WORK REQUIRED. Write out each entry, exactly the way it appears.

***** GIVEN RECORDS

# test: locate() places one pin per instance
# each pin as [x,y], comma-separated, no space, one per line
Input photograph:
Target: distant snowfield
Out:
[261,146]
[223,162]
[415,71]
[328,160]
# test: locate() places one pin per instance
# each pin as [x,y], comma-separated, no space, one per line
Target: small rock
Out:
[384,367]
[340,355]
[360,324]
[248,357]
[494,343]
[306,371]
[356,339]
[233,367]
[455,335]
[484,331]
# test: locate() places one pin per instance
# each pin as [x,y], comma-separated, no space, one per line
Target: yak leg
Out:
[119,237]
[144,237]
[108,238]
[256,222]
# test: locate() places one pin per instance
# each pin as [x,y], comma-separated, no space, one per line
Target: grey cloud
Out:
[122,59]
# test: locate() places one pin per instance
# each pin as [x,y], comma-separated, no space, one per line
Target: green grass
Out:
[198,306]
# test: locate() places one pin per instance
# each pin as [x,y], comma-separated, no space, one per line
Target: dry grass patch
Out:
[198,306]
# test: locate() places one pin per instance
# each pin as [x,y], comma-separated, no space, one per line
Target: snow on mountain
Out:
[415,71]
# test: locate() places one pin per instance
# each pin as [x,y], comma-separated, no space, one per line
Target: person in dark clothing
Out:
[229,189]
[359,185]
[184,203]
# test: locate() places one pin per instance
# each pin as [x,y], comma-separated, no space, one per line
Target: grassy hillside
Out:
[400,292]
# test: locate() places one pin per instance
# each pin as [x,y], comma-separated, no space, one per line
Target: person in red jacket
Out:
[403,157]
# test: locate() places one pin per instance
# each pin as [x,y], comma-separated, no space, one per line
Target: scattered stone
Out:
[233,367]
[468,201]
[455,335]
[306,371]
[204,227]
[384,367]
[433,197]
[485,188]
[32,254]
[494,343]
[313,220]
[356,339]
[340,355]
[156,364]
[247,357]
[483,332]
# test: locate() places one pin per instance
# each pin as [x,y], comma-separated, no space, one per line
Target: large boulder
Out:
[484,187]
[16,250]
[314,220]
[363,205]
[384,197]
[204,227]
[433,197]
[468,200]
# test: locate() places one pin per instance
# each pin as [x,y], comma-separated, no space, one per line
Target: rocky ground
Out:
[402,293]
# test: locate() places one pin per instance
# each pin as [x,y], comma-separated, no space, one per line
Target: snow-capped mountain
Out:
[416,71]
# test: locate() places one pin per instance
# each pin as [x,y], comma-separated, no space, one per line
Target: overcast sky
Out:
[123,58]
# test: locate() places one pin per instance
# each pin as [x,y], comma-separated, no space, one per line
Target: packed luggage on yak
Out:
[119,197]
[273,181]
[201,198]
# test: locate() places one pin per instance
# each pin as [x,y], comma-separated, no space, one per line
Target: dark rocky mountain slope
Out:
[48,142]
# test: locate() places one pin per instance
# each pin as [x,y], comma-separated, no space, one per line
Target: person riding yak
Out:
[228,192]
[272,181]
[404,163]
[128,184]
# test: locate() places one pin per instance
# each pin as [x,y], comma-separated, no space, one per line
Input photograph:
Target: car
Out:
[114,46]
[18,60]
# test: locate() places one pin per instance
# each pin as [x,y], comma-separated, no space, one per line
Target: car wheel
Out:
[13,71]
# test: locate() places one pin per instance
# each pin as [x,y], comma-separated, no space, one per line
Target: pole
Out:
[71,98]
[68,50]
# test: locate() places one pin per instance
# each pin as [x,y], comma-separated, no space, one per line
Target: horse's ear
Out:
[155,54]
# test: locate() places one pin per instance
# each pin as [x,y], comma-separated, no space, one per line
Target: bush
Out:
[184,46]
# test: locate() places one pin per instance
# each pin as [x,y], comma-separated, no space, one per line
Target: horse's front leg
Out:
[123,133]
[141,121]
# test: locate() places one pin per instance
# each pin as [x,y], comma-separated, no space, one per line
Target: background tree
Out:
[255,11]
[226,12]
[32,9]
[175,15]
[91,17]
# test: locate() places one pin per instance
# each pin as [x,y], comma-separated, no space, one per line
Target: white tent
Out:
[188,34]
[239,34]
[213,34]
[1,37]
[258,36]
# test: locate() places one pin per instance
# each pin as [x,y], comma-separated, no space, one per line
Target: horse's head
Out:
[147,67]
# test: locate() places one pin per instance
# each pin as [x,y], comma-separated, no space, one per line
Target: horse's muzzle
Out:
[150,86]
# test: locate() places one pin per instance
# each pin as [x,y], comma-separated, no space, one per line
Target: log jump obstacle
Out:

**********

SOLUTION FOR THIS PROBLEM.
# test: locate() places one pin per instance
# each pin as [x,y], comma-separated, no space, one per line
Input photograph:
Target: distant snowfield
Out:
[261,146]
[223,162]
[415,71]
[328,160]
# test: locate() places one pin per instance
# each pin as [x,y], comma-separated, no space, one per line
Target: small rock
Out:
[384,367]
[340,355]
[360,324]
[248,357]
[494,343]
[306,371]
[356,339]
[233,367]
[455,335]
[484,331]
# test: locate() places one pin per instance
# each pin as [x,y], comma-separated, no space, one per line
Target: yak leg
Out:
[119,237]
[144,237]
[108,238]
[256,222]
# test: locate() places one pin per instance
# each pin as [x,y], comma-separated, no space, one per line
Target: grey cloud
Out:
[122,59]
# test: locate() places one pin per instance
# each pin as [x,y], comma-separated, no space, one per line
Target: green grass
Out:
[198,306]
# test: locate() places one pin per instance
# each pin as [x,y], comma-separated, no space, one per line
Target: dry grass patch
Out:
[198,306]
# test: locate() places one pin per instance
# each pin as [x,y], comma-separated, no space, one per line
Target: snow on mountain
Out:
[415,71]
# test: locate() places one pin per instance
# each pin as [x,y], comma-separated, no space, one per line
Target: person in dark clothing
Out:
[229,189]
[359,185]
[184,203]
# test: locate() places one pin per instance
# each pin as [x,y], comma-separated, no space, one per line
Target: grassy hillside
Out:
[400,292]
# test: locate() places one pin per instance
# each pin as [x,y], comma-separated, no space, one per line
Target: person in red jacket
Out:
[403,157]
# test: locate() places one pin per instance
# each pin as [x,y], comma-separated, no space, one per line
Target: scattered stone
Out:
[233,367]
[468,201]
[455,335]
[306,371]
[204,227]
[384,367]
[433,197]
[485,188]
[32,254]
[494,343]
[313,220]
[356,339]
[340,355]
[156,364]
[247,357]
[483,332]
# test: locate() places one pin per instance
# each pin as [x,y], comma-separated, no space, one per line
Target: large boulder
Out:
[484,187]
[16,250]
[314,220]
[363,205]
[384,197]
[204,227]
[433,197]
[468,200]
# test: locate() places one pin per instance
# each pin as [x,y], comma-separated, no space, one per line
Target: rocky ground
Out:
[402,293]
# test: locate() places one pin per instance
# each pin as [x,y], comma-separated, no space, one per line
Target: snow-capped mountain
Out:
[416,71]
# test: locate() places one pin per instance
# each pin as [x,y], comma-separated, no space, one per line
Target: overcast sky
Out:
[123,58]
# test: locate() places one pin per instance
# each pin as [x,y], comma-separated, no space, one per line
Target: packed luggage on yak
Out:
[119,197]
[273,181]
[201,198]
# test: locate() places one pin per instance
# each pin as [x,y], comma-separated, no space, one per line
Target: dark rocky mountain slope
Out:
[48,142]
# test: locate() places one pin per instance
# each pin as [x,y], comma-separated, no space, one per line
Target: person riding yak
Out:
[228,192]
[272,181]
[404,163]
[128,184]
# test: locate() places one pin per instance
# each pin as [x,y], comma-separated, no space, one per line
Input photograph:
Target: car
Out:
[114,46]
[18,60]
# test: locate() places one pin per instance
# each pin as [x,y], comma-separated, no space, one per line
Target: car wheel
Out:
[13,71]
# test: locate() places one pin per instance
# each pin as [x,y], comma-separated, no space, one per line
Target: pole
Out:
[71,98]
[68,50]
# test: locate() places one pin per instance
# each pin as [x,y], comma-separated, no space, one per line
Target: horse's ear
Out:
[155,54]
# test: locate() places one pin per instance
# each pin as [x,y], comma-separated, no space, one per line
Target: bush
Out:
[184,46]
# test: locate() places one pin per instance
# each pin as [x,y], comma-separated, no space, one per line
Target: horse's front leg
Out:
[123,133]
[141,121]
# test: locate() places one pin per instance
# each pin as [x,y], comma-separated, no space, one per line
Target: background tree
Out:
[255,11]
[226,12]
[32,9]
[175,15]
[91,17]
# test: locate() places one pin per instance
# each pin as [x,y], comma-separated, no space, one per line
Target: white tent
Out:
[188,34]
[239,34]
[213,34]
[1,37]
[258,36]
# test: locate() places one pin per instance
# each pin as [x,y], comma-separated, no space, one per line
Target: horse's head
Out:
[147,67]
# test: locate() places one pin per instance
# each pin as [x,y], comma-separated, no space, one per line
Target: horse's muzzle
Out:
[150,86]
# test: locate() places one pin per instance
# each pin as [x,y], comma-separated, no space, one per line
Target: log jump obstacle
Out:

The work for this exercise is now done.